▶ [REQUIREMENTS]
Every line below is to be quoted exactly, with nothing added or dropped.

(Object location annotation data)

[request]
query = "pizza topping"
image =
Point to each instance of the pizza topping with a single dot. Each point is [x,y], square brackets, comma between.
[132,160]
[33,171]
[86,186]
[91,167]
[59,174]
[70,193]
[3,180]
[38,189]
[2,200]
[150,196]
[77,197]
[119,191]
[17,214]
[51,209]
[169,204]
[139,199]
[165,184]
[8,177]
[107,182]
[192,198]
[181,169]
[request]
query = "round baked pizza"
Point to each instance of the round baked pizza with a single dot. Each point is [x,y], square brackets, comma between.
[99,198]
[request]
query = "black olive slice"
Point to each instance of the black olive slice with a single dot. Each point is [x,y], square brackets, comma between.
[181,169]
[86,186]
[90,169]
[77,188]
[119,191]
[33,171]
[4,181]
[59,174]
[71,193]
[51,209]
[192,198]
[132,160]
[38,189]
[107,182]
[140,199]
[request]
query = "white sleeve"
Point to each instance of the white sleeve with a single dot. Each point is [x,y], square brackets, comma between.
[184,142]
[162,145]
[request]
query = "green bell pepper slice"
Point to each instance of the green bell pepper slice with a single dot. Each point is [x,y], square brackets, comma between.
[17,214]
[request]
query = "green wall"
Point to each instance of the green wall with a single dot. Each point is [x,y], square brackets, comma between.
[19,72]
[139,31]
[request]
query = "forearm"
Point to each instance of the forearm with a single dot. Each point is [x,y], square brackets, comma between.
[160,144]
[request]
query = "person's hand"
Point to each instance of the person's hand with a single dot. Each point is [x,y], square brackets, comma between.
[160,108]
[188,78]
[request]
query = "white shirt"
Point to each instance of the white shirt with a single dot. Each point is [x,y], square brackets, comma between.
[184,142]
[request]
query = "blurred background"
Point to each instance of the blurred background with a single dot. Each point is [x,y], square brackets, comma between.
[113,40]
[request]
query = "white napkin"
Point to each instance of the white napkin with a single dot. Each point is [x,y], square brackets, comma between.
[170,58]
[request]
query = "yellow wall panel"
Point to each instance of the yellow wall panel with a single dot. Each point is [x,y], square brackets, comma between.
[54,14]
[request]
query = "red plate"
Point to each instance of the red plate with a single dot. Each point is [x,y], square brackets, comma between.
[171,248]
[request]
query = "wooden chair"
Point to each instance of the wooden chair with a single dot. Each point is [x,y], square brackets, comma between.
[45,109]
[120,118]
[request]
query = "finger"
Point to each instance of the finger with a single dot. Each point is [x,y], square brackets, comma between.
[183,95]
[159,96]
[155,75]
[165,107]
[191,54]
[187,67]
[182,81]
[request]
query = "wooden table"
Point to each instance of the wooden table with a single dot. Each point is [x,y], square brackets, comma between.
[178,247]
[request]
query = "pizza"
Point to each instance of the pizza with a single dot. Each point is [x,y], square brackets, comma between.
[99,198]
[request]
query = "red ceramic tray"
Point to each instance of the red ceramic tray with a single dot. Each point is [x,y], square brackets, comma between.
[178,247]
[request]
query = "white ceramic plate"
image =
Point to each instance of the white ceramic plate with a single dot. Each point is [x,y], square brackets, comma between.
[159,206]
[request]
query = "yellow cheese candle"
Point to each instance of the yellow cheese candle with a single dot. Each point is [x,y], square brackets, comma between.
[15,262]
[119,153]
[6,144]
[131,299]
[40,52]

▶ [THE COMPLETED TASK]
[request]
query = "pizza topping"
image =
Point to each instance of the pizza topping with a single dot. Each point is [x,y], square brackets, comma between.
[132,160]
[33,171]
[86,186]
[91,167]
[59,174]
[70,193]
[3,180]
[38,189]
[2,200]
[150,196]
[77,197]
[119,191]
[17,214]
[51,209]
[169,204]
[139,199]
[165,184]
[8,177]
[107,182]
[192,198]
[181,169]
[request]
query = "round baked pizza"
Point to each instance of the round baked pizza with a single dot. Each point is [x,y], square brackets, comma between.
[99,198]
[request]
query = "black olive slice"
Point to each instance of the black olive slice with a single dot. Each point is [x,y], square brackets, comma between.
[181,169]
[86,186]
[90,169]
[77,188]
[119,191]
[33,171]
[4,181]
[59,174]
[71,193]
[51,209]
[192,198]
[132,160]
[38,189]
[107,182]
[140,199]
[request]
query = "white sleeve"
Point to each instance of the white sleeve with a single dot. Each point is [x,y], square brackets, comma between.
[184,142]
[162,145]
[request]
query = "green bell pepper slice"
Point to each instance of the green bell pepper slice with a single dot. Each point is [x,y], square brackets, comma between.
[17,214]
[request]
query = "green wall"
Point to each instance of the green wall with a single dot. Each point is [x,y], square brackets, comma between.
[19,72]
[139,31]
[request]
query = "forearm"
Point to each instance of the forearm with a single dot. Each point is [x,y], square brackets, comma between.
[160,144]
[request]
query = "person's hand"
Point to each instance of the person's hand with a single dot. Each point is [x,y], square brackets, comma between.
[160,108]
[188,78]
[request]
query = "white shirt"
Point to each instance of the white shirt with a single dot. Each point is [x,y], square brackets, comma between.
[184,142]
[request]
query = "blurred background"
Point to each instance of the blurred background with a single dot. Each point is [x,y], square brackets, comma between.
[113,40]
[request]
query = "white napkin"
Point to each instance of the white napkin with a single dot. Each point is [x,y], square brackets, comma between.
[170,58]
[request]
query = "yellow wall panel"
Point to each instance of the yellow wall panel with a single dot. Each point is [x,y], square brackets, comma between.
[54,14]
[request]
query = "red plate"
Point to each instance of the red plate with a single dot. Each point is [x,y], square brackets, comma between.
[171,248]
[request]
query = "wooden chair"
Point to each instance of the wooden chair with a single dot. Each point is [x,y], square brackets, comma between.
[45,109]
[120,118]
[request]
query = "finger"
Point to each instance of the finger with a single dot. Each point is [x,y], square brackets, comma between.
[183,95]
[159,96]
[155,75]
[165,107]
[191,54]
[187,67]
[182,81]
[request]
query = "wooden table"
Point to each instance of the wooden table with a single dot. Each point is [x,y], square brackets, comma between.
[178,247]
[request]
query = "pizza"
Point to each instance of the pizza with a single dot. Each point is [x,y], square brackets, comma between.
[99,198]
[request]
query = "red ceramic tray"
Point to each instance of the red ceramic tray with a single dot. Each point is [x,y], square brackets, comma between.
[178,247]
[request]
query = "white ceramic plate"
image =
Point to each instance of the white ceramic plate with a single dot. Each point is [x,y], square brackets, comma between.
[159,206]
[request]
query = "yellow cheese candle"
Point to each instance of the yellow cheese candle with a single dot. Each point is [x,y], square brackets, comma between.
[15,262]
[119,153]
[6,144]
[131,299]
[40,52]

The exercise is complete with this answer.